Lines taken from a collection
--- --- ---

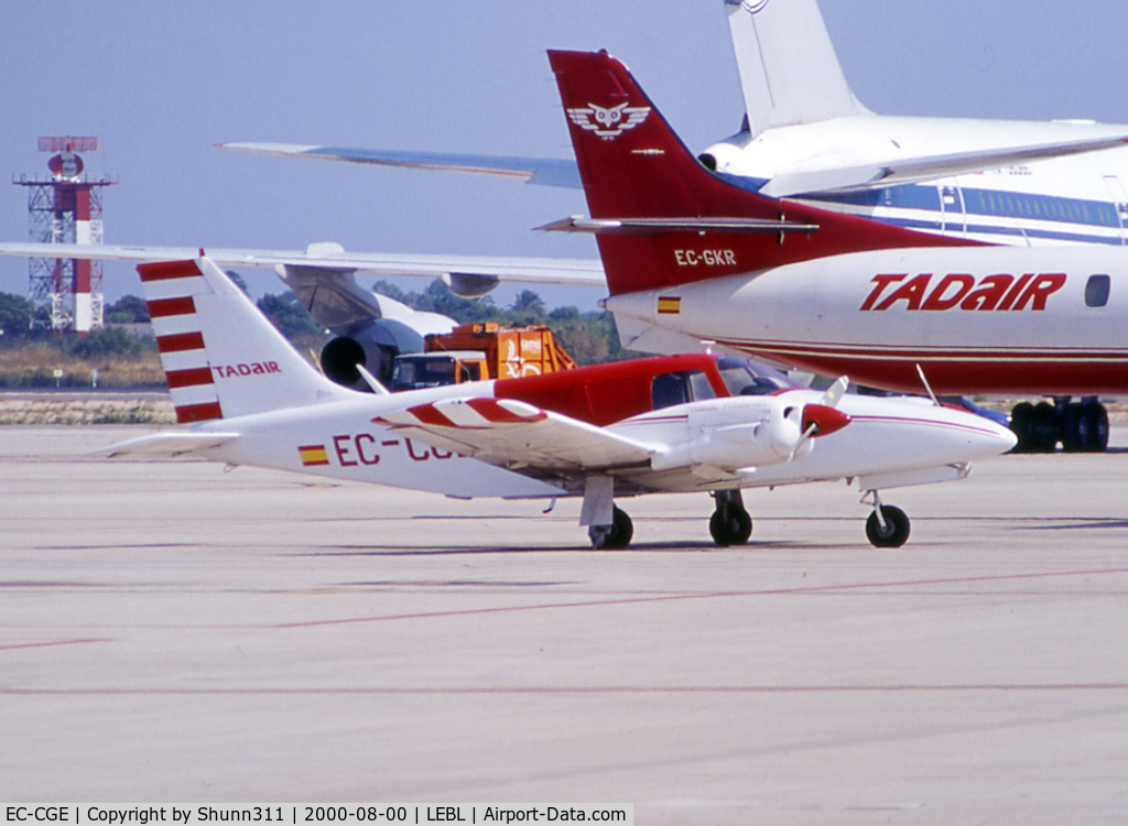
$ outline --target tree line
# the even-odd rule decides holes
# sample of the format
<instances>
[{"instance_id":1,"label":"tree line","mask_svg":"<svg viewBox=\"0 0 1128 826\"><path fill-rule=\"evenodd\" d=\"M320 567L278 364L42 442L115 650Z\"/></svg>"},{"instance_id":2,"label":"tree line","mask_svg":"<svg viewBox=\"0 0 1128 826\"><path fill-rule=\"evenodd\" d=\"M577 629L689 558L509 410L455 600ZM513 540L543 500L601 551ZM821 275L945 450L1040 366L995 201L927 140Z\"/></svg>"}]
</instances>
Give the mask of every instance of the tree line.
<instances>
[{"instance_id":1,"label":"tree line","mask_svg":"<svg viewBox=\"0 0 1128 826\"><path fill-rule=\"evenodd\" d=\"M246 284L238 273L228 273L246 291ZM544 300L532 290L521 291L511 305L500 307L490 296L465 299L453 295L447 285L435 279L421 292L405 292L387 281L378 281L372 289L393 298L412 309L439 313L453 318L459 324L497 322L506 326L547 325L556 339L581 364L618 361L635 355L624 350L615 328L611 314L603 310L581 311L578 307L548 309ZM258 309L290 341L302 350L324 343L325 331L310 317L292 292L266 293L257 301ZM41 314L39 317L36 314ZM149 310L144 299L123 296L106 305L103 317L105 327L86 335L49 328L46 310L35 306L24 296L0 292L0 346L14 348L30 342L43 342L79 359L105 357L142 358L155 351L151 339L133 335L124 325L146 324ZM33 327L33 319L37 324Z\"/></svg>"}]
</instances>

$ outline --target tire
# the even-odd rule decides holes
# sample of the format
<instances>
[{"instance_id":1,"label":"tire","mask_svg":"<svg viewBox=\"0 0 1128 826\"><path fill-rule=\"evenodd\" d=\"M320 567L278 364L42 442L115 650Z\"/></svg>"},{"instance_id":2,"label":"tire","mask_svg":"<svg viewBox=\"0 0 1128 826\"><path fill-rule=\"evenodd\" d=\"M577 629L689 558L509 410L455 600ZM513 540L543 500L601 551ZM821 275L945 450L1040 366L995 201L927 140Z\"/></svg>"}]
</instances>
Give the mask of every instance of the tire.
<instances>
[{"instance_id":1,"label":"tire","mask_svg":"<svg viewBox=\"0 0 1128 826\"><path fill-rule=\"evenodd\" d=\"M596 551L620 551L631 544L634 524L625 511L615 508L610 525L592 525L588 529L591 546Z\"/></svg>"},{"instance_id":2,"label":"tire","mask_svg":"<svg viewBox=\"0 0 1128 826\"><path fill-rule=\"evenodd\" d=\"M1011 411L1011 430L1019 437L1019 443L1011 450L1013 454L1029 454L1030 447L1030 422L1034 418L1034 405L1030 402L1020 402Z\"/></svg>"},{"instance_id":3,"label":"tire","mask_svg":"<svg viewBox=\"0 0 1128 826\"><path fill-rule=\"evenodd\" d=\"M881 506L881 516L885 520L885 528L882 529L878 521L878 513L874 511L865 520L865 535L874 547L900 547L909 538L909 518L900 508L891 504Z\"/></svg>"},{"instance_id":4,"label":"tire","mask_svg":"<svg viewBox=\"0 0 1128 826\"><path fill-rule=\"evenodd\" d=\"M743 508L717 508L710 517L708 533L721 547L743 545L752 535L752 517Z\"/></svg>"},{"instance_id":5,"label":"tire","mask_svg":"<svg viewBox=\"0 0 1128 826\"><path fill-rule=\"evenodd\" d=\"M1078 405L1078 418L1083 438L1079 450L1091 454L1103 454L1109 449L1109 412L1100 402L1082 402Z\"/></svg>"},{"instance_id":6,"label":"tire","mask_svg":"<svg viewBox=\"0 0 1128 826\"><path fill-rule=\"evenodd\" d=\"M1061 449L1067 454L1087 450L1091 441L1092 422L1085 415L1086 411L1078 402L1066 405L1061 416Z\"/></svg>"}]
</instances>

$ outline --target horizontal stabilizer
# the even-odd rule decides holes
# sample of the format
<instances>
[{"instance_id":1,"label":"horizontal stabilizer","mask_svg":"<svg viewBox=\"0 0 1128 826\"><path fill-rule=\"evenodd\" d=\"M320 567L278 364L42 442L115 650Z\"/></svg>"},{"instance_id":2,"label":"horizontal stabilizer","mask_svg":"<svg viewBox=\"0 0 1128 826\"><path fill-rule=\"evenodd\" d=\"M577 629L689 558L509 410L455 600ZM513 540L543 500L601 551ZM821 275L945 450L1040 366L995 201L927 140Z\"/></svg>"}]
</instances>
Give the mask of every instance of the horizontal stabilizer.
<instances>
[{"instance_id":1,"label":"horizontal stabilizer","mask_svg":"<svg viewBox=\"0 0 1128 826\"><path fill-rule=\"evenodd\" d=\"M526 258L485 255L412 255L397 253L346 253L336 245L315 244L308 251L203 249L103 244L0 243L0 255L32 258L91 258L97 261L182 261L208 256L220 267L316 266L335 271L379 275L441 278L455 284L465 281L514 281L519 283L606 287L602 265L582 258Z\"/></svg>"},{"instance_id":2,"label":"horizontal stabilizer","mask_svg":"<svg viewBox=\"0 0 1128 826\"><path fill-rule=\"evenodd\" d=\"M1122 128L1108 135L1026 147L998 147L984 151L937 155L920 158L896 158L852 167L832 167L784 173L773 177L760 190L769 197L830 194L880 190L895 184L911 184L935 178L989 172L1037 160L1064 158L1103 149L1117 149L1128 143Z\"/></svg>"},{"instance_id":3,"label":"horizontal stabilizer","mask_svg":"<svg viewBox=\"0 0 1128 826\"><path fill-rule=\"evenodd\" d=\"M570 416L508 398L456 398L385 414L377 424L435 447L523 472L638 467L655 448Z\"/></svg>"},{"instance_id":4,"label":"horizontal stabilizer","mask_svg":"<svg viewBox=\"0 0 1128 826\"><path fill-rule=\"evenodd\" d=\"M351 164L398 166L409 169L459 172L470 175L495 175L528 184L579 190L580 173L575 161L563 158L513 158L491 155L453 155L444 152L400 152L388 149L317 147L297 143L220 143L220 149L235 149L255 155L288 158L344 160Z\"/></svg>"},{"instance_id":5,"label":"horizontal stabilizer","mask_svg":"<svg viewBox=\"0 0 1128 826\"><path fill-rule=\"evenodd\" d=\"M759 218L582 218L572 216L538 230L597 235L667 235L669 232L813 232L817 223Z\"/></svg>"},{"instance_id":6,"label":"horizontal stabilizer","mask_svg":"<svg viewBox=\"0 0 1128 826\"><path fill-rule=\"evenodd\" d=\"M725 0L749 131L865 114L814 0Z\"/></svg>"},{"instance_id":7,"label":"horizontal stabilizer","mask_svg":"<svg viewBox=\"0 0 1128 826\"><path fill-rule=\"evenodd\" d=\"M235 441L238 433L183 432L166 430L139 439L130 439L96 450L98 456L109 459L169 459L199 455L210 448Z\"/></svg>"}]
</instances>

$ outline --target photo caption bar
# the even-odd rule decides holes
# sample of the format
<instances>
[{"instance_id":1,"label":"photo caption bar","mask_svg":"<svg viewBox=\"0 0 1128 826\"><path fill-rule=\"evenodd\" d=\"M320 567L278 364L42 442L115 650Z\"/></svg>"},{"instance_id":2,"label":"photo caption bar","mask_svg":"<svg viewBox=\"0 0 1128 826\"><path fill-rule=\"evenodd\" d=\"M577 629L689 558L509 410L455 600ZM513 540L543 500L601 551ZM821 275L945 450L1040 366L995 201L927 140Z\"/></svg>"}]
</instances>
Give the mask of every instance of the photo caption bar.
<instances>
[{"instance_id":1,"label":"photo caption bar","mask_svg":"<svg viewBox=\"0 0 1128 826\"><path fill-rule=\"evenodd\" d=\"M49 826L149 824L616 824L634 826L633 803L5 803L3 823Z\"/></svg>"}]
</instances>

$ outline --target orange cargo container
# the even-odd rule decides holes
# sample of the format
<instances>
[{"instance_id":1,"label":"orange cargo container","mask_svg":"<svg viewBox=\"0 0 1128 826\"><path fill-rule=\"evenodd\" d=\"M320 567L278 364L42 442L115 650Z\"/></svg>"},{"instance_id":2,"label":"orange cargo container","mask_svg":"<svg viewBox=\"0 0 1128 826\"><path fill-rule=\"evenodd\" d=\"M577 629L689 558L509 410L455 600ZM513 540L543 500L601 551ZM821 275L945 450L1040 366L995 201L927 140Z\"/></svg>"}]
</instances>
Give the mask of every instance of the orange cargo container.
<instances>
[{"instance_id":1,"label":"orange cargo container","mask_svg":"<svg viewBox=\"0 0 1128 826\"><path fill-rule=\"evenodd\" d=\"M488 378L539 376L576 366L556 342L553 331L544 325L502 327L496 322L461 324L450 333L426 336L429 353L467 350L485 353Z\"/></svg>"}]
</instances>

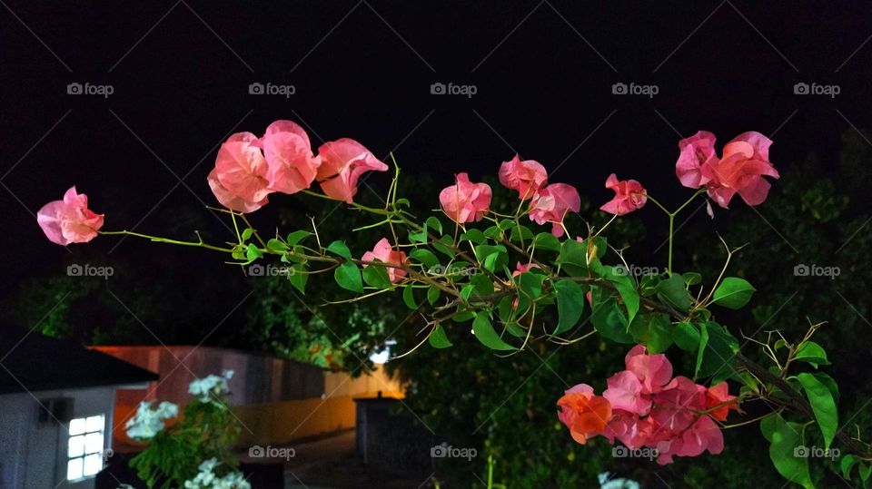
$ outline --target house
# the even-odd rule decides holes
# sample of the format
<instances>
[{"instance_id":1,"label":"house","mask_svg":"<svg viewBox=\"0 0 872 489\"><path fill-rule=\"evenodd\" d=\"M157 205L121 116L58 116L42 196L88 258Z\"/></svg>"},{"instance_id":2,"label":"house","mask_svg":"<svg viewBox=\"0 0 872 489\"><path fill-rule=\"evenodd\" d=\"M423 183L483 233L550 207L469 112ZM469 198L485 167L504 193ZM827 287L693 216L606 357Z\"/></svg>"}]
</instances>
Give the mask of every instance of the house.
<instances>
[{"instance_id":1,"label":"house","mask_svg":"<svg viewBox=\"0 0 872 489\"><path fill-rule=\"evenodd\" d=\"M0 488L93 488L119 428L115 390L157 378L72 341L0 329Z\"/></svg>"}]
</instances>

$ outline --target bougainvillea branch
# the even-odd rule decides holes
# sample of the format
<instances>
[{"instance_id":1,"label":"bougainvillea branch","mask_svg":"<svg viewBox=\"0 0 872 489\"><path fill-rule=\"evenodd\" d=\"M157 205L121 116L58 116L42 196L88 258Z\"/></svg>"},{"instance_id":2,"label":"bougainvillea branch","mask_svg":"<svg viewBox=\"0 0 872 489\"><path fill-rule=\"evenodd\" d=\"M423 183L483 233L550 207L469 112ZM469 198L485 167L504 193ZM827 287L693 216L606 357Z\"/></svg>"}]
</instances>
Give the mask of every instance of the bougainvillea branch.
<instances>
[{"instance_id":1,"label":"bougainvillea branch","mask_svg":"<svg viewBox=\"0 0 872 489\"><path fill-rule=\"evenodd\" d=\"M710 202L728 209L737 194L750 206L766 200L768 179L779 176L769 161L771 143L758 132L744 132L718 156L710 132L681 140L675 173L692 190L682 204L669 210L638 181L612 173L605 187L614 197L600 207L611 219L599 230L587 225L586 234L573 236L575 225L568 221L581 219L580 196L571 185L549 181L539 161L516 155L497 171L500 183L517 191L517 201L508 206L516 209L513 214L494 211L490 185L461 172L440 192L440 211L419 219L410 212L410 201L398 196L396 161L384 207L363 206L354 200L361 176L387 171L388 164L347 138L322 144L316 154L299 125L277 121L263 136L231 136L208 176L215 198L226 208L222 211L233 220L235 241L207 244L199 235L184 241L101 231L104 216L91 211L74 187L63 200L44 207L38 220L49 240L64 245L89 241L98 233L129 235L226 253L239 266L278 259L287 267L291 286L303 294L311 276L332 272L342 294L352 293L332 303L399 293L427 323L411 351L424 343L451 347L452 341L469 337L470 328L457 326L469 322L475 339L500 356L517 353L532 341L570 345L596 333L629 353L602 393L579 384L558 401L559 418L578 443L603 436L630 449L649 449L659 463L669 464L675 456L720 453L722 429L759 421L770 458L787 479L813 487L808 458L797 450L818 441L830 450L838 440L850 452L841 459L842 475L850 478L858 465L860 480L872 481L869 445L839 429L838 388L820 369L829 362L811 340L816 327L795 344L785 338L771 346L755 342L772 364L765 366L749 359L741 351L745 345L715 320L712 309L739 309L755 292L747 280L729 275L741 247L730 248L718 237L727 256L708 286L700 274L673 268L675 219L696 199L708 200L709 214ZM315 184L321 191L312 189ZM352 253L342 240L324 246L326 237L314 220L311 230L262 236L245 214L267 205L276 193L343 202L360 216L374 218L355 230L384 229L384 237L371 249ZM649 201L668 217L667 267L663 273L654 269L637 277L604 231ZM608 259L617 265L607 264ZM676 375L667 357L679 351L694 359L686 376ZM778 355L786 356L783 363ZM727 423L730 416L747 416L740 407L754 400L769 412ZM807 429L811 425L817 429Z\"/></svg>"}]
</instances>

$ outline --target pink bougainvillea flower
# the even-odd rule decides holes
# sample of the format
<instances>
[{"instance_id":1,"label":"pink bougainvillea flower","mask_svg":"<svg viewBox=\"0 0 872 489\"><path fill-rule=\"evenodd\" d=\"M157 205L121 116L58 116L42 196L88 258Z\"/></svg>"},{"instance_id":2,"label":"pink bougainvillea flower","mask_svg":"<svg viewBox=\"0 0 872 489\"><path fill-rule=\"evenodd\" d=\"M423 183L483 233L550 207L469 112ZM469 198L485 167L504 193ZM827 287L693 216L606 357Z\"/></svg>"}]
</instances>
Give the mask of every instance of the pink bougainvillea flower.
<instances>
[{"instance_id":1,"label":"pink bougainvillea flower","mask_svg":"<svg viewBox=\"0 0 872 489\"><path fill-rule=\"evenodd\" d=\"M649 355L645 347L637 345L624 357L627 370L639 378L645 394L656 394L672 378L672 364L666 355Z\"/></svg>"},{"instance_id":2,"label":"pink bougainvillea flower","mask_svg":"<svg viewBox=\"0 0 872 489\"><path fill-rule=\"evenodd\" d=\"M466 173L457 174L457 183L439 192L442 211L458 223L478 222L490 210L490 186L472 183Z\"/></svg>"},{"instance_id":3,"label":"pink bougainvillea flower","mask_svg":"<svg viewBox=\"0 0 872 489\"><path fill-rule=\"evenodd\" d=\"M675 163L675 174L685 187L699 189L703 183L702 166L718 161L715 135L708 131L699 131L679 141L679 150L680 152Z\"/></svg>"},{"instance_id":4,"label":"pink bougainvillea flower","mask_svg":"<svg viewBox=\"0 0 872 489\"><path fill-rule=\"evenodd\" d=\"M391 241L389 241L387 238L382 238L379 242L375 243L372 250L363 253L363 257L361 259L363 261L379 260L392 265L405 265L408 262L406 254L402 251L393 249L391 246ZM367 264L363 265L364 268L368 266ZM406 276L406 270L402 269L385 267L384 269L388 272L388 279L390 279L391 282L397 282Z\"/></svg>"},{"instance_id":5,"label":"pink bougainvillea flower","mask_svg":"<svg viewBox=\"0 0 872 489\"><path fill-rule=\"evenodd\" d=\"M329 141L318 148L321 166L317 179L321 189L332 199L352 203L357 193L357 182L367 171L385 171L388 165L380 161L360 142L342 138Z\"/></svg>"},{"instance_id":6,"label":"pink bougainvillea flower","mask_svg":"<svg viewBox=\"0 0 872 489\"><path fill-rule=\"evenodd\" d=\"M642 394L642 383L636 374L622 370L609 377L609 386L602 396L609 400L612 409L621 409L634 415L645 416L651 408L650 396Z\"/></svg>"},{"instance_id":7,"label":"pink bougainvillea flower","mask_svg":"<svg viewBox=\"0 0 872 489\"><path fill-rule=\"evenodd\" d=\"M585 444L588 438L601 435L611 420L611 406L605 397L593 395L593 388L580 384L557 401L558 418L570 428L572 439Z\"/></svg>"},{"instance_id":8,"label":"pink bougainvillea flower","mask_svg":"<svg viewBox=\"0 0 872 489\"><path fill-rule=\"evenodd\" d=\"M706 391L706 409L715 407L708 413L708 416L718 421L727 421L727 415L730 409L738 410L738 403L732 402L736 399L736 396L729 395L728 388L729 386L726 382L721 382L717 386L708 387Z\"/></svg>"},{"instance_id":9,"label":"pink bougainvillea flower","mask_svg":"<svg viewBox=\"0 0 872 489\"><path fill-rule=\"evenodd\" d=\"M575 187L551 183L539 191L530 210L530 219L537 224L551 223L551 234L563 236L563 218L567 212L581 210L581 197Z\"/></svg>"},{"instance_id":10,"label":"pink bougainvillea flower","mask_svg":"<svg viewBox=\"0 0 872 489\"><path fill-rule=\"evenodd\" d=\"M657 463L672 463L673 456L697 456L708 450L711 455L724 451L724 435L708 416L695 419L693 424L676 436L657 443Z\"/></svg>"},{"instance_id":11,"label":"pink bougainvillea flower","mask_svg":"<svg viewBox=\"0 0 872 489\"><path fill-rule=\"evenodd\" d=\"M103 214L88 209L88 196L72 186L63 200L53 200L36 212L36 222L53 243L66 246L86 243L97 236L103 227Z\"/></svg>"},{"instance_id":12,"label":"pink bougainvillea flower","mask_svg":"<svg viewBox=\"0 0 872 489\"><path fill-rule=\"evenodd\" d=\"M259 144L263 149L270 191L296 193L312 185L321 157L312 155L309 136L302 127L291 121L276 121L266 128Z\"/></svg>"},{"instance_id":13,"label":"pink bougainvillea flower","mask_svg":"<svg viewBox=\"0 0 872 489\"><path fill-rule=\"evenodd\" d=\"M236 132L218 150L213 173L228 196L259 202L272 191L269 188L268 170L257 136Z\"/></svg>"},{"instance_id":14,"label":"pink bougainvillea flower","mask_svg":"<svg viewBox=\"0 0 872 489\"><path fill-rule=\"evenodd\" d=\"M771 184L763 177L779 178L769 161L771 144L771 140L753 132L743 132L728 142L719 161L702 166L708 196L725 209L736 193L750 206L766 200Z\"/></svg>"},{"instance_id":15,"label":"pink bougainvillea flower","mask_svg":"<svg viewBox=\"0 0 872 489\"><path fill-rule=\"evenodd\" d=\"M221 202L221 205L231 210L244 213L253 212L266 205L269 201L266 197L263 197L263 199L256 202L251 202L243 200L242 197L233 195L221 184L221 181L218 180L217 170L213 169L206 180L209 182L209 188L212 189L212 193L215 195L215 199Z\"/></svg>"},{"instance_id":16,"label":"pink bougainvillea flower","mask_svg":"<svg viewBox=\"0 0 872 489\"><path fill-rule=\"evenodd\" d=\"M524 265L523 263L519 261L517 264L515 264L515 271L511 272L511 276L518 277L521 273L530 271L530 269L538 269L538 268L539 268L539 265L535 263L528 263Z\"/></svg>"},{"instance_id":17,"label":"pink bougainvillea flower","mask_svg":"<svg viewBox=\"0 0 872 489\"><path fill-rule=\"evenodd\" d=\"M615 191L615 197L600 209L609 214L622 216L641 209L648 201L648 191L635 180L619 181L612 173L606 179L606 188Z\"/></svg>"},{"instance_id":18,"label":"pink bougainvillea flower","mask_svg":"<svg viewBox=\"0 0 872 489\"><path fill-rule=\"evenodd\" d=\"M521 161L516 154L510 161L503 161L500 166L500 183L518 191L518 197L521 200L535 197L546 181L548 181L548 172L539 161Z\"/></svg>"}]
</instances>

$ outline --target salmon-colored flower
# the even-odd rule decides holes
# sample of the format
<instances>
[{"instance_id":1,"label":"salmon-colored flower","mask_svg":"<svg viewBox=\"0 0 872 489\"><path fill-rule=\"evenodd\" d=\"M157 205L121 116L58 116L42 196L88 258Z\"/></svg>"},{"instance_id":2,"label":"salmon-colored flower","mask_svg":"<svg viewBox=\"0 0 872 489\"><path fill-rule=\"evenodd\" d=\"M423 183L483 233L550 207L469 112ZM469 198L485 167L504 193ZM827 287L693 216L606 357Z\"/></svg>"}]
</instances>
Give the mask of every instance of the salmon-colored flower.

--- --- ---

▶ WHAT YOU ARE ASKED TO DO: Format the stretch from the line containing "--target salmon-colored flower" through the last line above as a numbered list, both ends included, leaving out any blank lines.

▶ TASK OUTPUT:
1. $ outline --target salmon-colored flower
2. # the even-odd rule decides holes
3. # sample of the format
4. <instances>
5. [{"instance_id":1,"label":"salmon-colored flower","mask_svg":"<svg viewBox=\"0 0 872 489\"><path fill-rule=\"evenodd\" d=\"M157 205L121 116L58 116L42 196L88 258Z\"/></svg>"},{"instance_id":2,"label":"salmon-colored flower","mask_svg":"<svg viewBox=\"0 0 872 489\"><path fill-rule=\"evenodd\" d=\"M423 183L483 233L550 207L469 112ZM469 198L485 167L504 193ZM827 287L693 216L606 357Z\"/></svg>"}]
6. </instances>
7. Give the mask of every instance of the salmon-colored flower.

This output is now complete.